PASSAGE SOURCE »
Le chef d’Etat kényan a effectué plus de 40 voyages à l’étranger depuis 2013, dépensant des millions d’euros alors que la dette du pays atteint 50 % de son PIB.

Par  (contributeur Le Monde Afrique, Nairobi)

Publié le 05 avril 2016 à 22h11, modifié le 06 avril 2016 à 16h31

Temps de Lecture 5 min.

Les présidents français et kényan François Hollande et Uhuru Kenyatta, à l'Elysée, le 4 avril 2016.

Pour le grand départ vers Paris, ce dimanche 3 avril, le protocole a déplié le tapis rouge. Sur le tarmac, face à l’avion présidentiel, se tiennent le ministre de l’intérieur, Joseph Nkaissery, le chef d’état-major des armées, le général Samson Mwathethe, ainsi qu’une flopée d’officiels alignés au garde-à-vous. Tous sont venus pour un « au revoir » au chef de l’Etat, Uhuru Kenyatta, et à son épouse, en partance pour la France jusqu’au mercredi 6 avril, voyage qui sera suivi d’une visite en Allemagne. Le président kényan ne sera pas absent très longtemps : il devrait rentrer à Nairobi dès vendredi.

OBJECTIF 1 » Reproduisez à l'identique les lignes des enregistrements, en commençant à celle qui contient "If you could mark the utility" et en terminant à la fin des enregistrements, ces deux limites étant incluses.

DONNÉES PRÉSENTÉES »
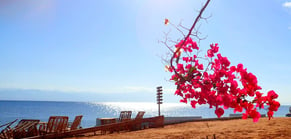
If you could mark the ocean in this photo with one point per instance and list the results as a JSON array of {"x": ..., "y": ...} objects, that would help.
[{"x": 11, "y": 110}]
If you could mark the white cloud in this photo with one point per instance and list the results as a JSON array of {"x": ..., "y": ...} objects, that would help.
[{"x": 287, "y": 4}]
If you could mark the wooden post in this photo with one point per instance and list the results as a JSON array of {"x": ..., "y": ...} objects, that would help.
[{"x": 159, "y": 98}]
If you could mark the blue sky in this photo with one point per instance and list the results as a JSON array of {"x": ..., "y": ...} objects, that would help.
[{"x": 108, "y": 49}]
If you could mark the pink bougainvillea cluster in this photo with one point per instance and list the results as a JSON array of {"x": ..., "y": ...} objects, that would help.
[{"x": 211, "y": 80}]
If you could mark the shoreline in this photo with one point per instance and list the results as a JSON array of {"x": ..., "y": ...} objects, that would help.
[{"x": 278, "y": 127}]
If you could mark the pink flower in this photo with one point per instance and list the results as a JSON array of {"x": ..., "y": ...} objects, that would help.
[
  {"x": 166, "y": 21},
  {"x": 219, "y": 112}
]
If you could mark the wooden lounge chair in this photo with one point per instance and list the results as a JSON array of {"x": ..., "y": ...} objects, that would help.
[
  {"x": 124, "y": 116},
  {"x": 56, "y": 124},
  {"x": 25, "y": 128},
  {"x": 76, "y": 123},
  {"x": 5, "y": 133}
]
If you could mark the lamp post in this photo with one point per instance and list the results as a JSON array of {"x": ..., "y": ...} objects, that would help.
[{"x": 159, "y": 98}]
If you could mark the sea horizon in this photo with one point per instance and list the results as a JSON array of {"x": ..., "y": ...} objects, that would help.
[{"x": 91, "y": 111}]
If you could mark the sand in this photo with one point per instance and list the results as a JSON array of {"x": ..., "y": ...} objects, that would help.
[{"x": 276, "y": 128}]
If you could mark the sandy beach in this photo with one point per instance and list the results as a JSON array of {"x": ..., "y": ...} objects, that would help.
[{"x": 276, "y": 128}]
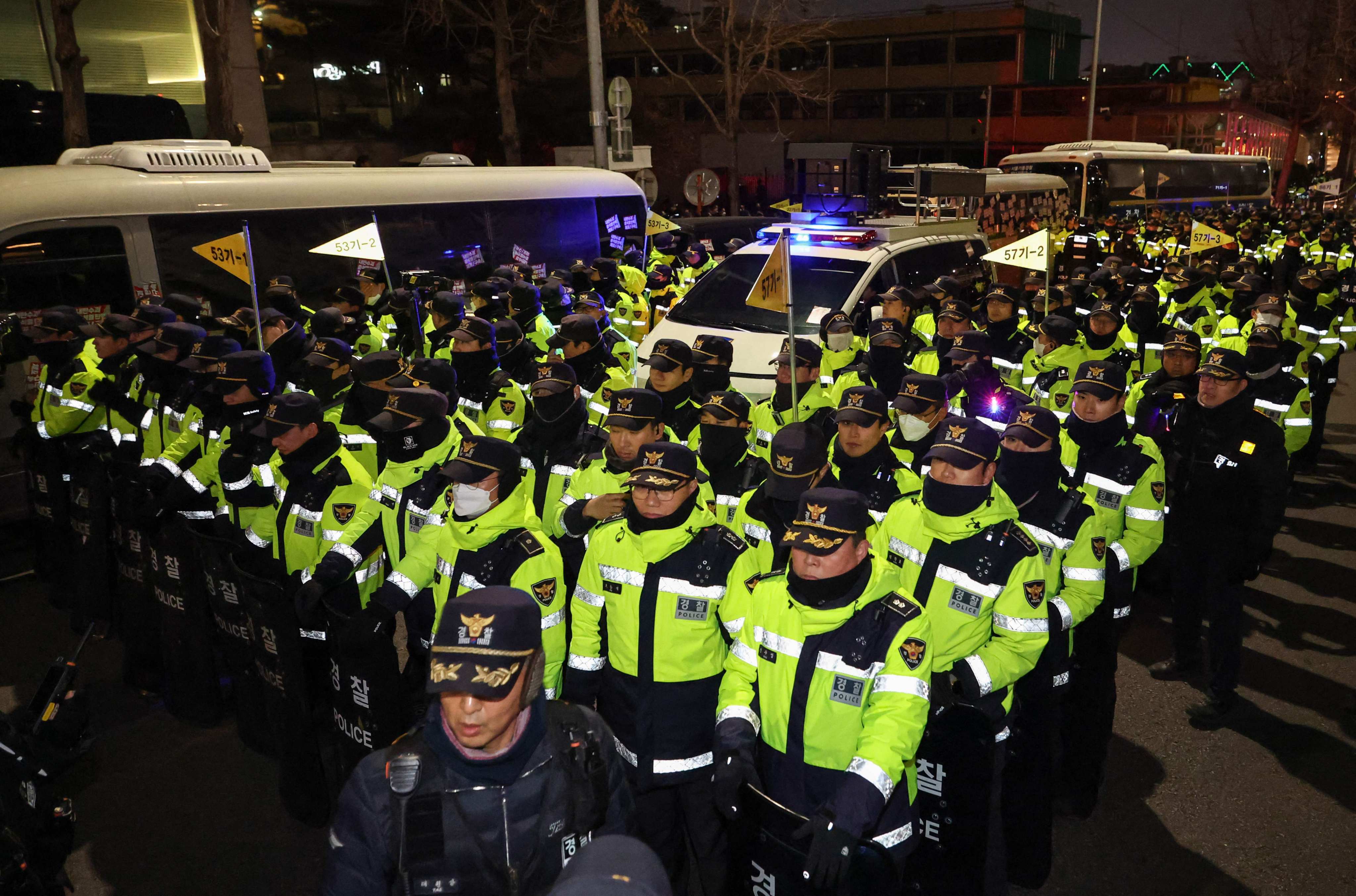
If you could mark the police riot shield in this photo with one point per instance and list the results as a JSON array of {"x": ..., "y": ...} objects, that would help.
[
  {"x": 287, "y": 663},
  {"x": 228, "y": 613},
  {"x": 956, "y": 765},
  {"x": 90, "y": 543},
  {"x": 139, "y": 620},
  {"x": 366, "y": 701},
  {"x": 775, "y": 859},
  {"x": 192, "y": 686}
]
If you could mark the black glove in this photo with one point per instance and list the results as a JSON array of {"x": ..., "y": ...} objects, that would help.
[
  {"x": 307, "y": 598},
  {"x": 733, "y": 772},
  {"x": 366, "y": 630},
  {"x": 830, "y": 853}
]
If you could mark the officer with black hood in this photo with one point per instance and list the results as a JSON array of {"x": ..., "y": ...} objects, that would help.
[
  {"x": 558, "y": 436},
  {"x": 497, "y": 789}
]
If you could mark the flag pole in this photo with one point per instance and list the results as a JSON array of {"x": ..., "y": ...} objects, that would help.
[
  {"x": 254, "y": 289},
  {"x": 791, "y": 320}
]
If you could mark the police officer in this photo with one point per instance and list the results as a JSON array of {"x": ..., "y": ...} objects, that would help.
[
  {"x": 597, "y": 373},
  {"x": 668, "y": 584},
  {"x": 318, "y": 486},
  {"x": 670, "y": 376},
  {"x": 711, "y": 361},
  {"x": 962, "y": 555},
  {"x": 557, "y": 437},
  {"x": 725, "y": 453},
  {"x": 489, "y": 395},
  {"x": 1282, "y": 396},
  {"x": 452, "y": 806},
  {"x": 920, "y": 408},
  {"x": 1068, "y": 533},
  {"x": 813, "y": 401},
  {"x": 1122, "y": 475},
  {"x": 1228, "y": 494},
  {"x": 860, "y": 454},
  {"x": 799, "y": 461},
  {"x": 833, "y": 741},
  {"x": 486, "y": 535}
]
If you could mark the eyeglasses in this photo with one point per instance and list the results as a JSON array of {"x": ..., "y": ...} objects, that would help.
[{"x": 643, "y": 494}]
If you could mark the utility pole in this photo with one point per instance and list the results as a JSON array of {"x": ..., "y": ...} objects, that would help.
[
  {"x": 1092, "y": 89},
  {"x": 597, "y": 113}
]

OBJECTIF 2 » Réécrivez le passage source en commençant à "Le chef d’Etat" et en terminant à "Monde Afrique, Nairobi)", après avoir remplacé "voyages" par "déplacements".

RÉSULTAT 1 »
If you could mark the utility pole in this photo with one point per instance and list the results as a JSON array of {"x": ..., "y": ...} objects, that would help.
[
  {"x": 1092, "y": 89},
  {"x": 597, "y": 113}
]

RÉSULTAT 2 »
Le chef d’Etat kényan a effectué plus de 40 déplacements à l’étranger depuis 2013, dépensant des millions d’euros alors que la dette du pays atteint 50 % de son PIB.

Par  (contributeur Le Monde Afrique, Nairobi)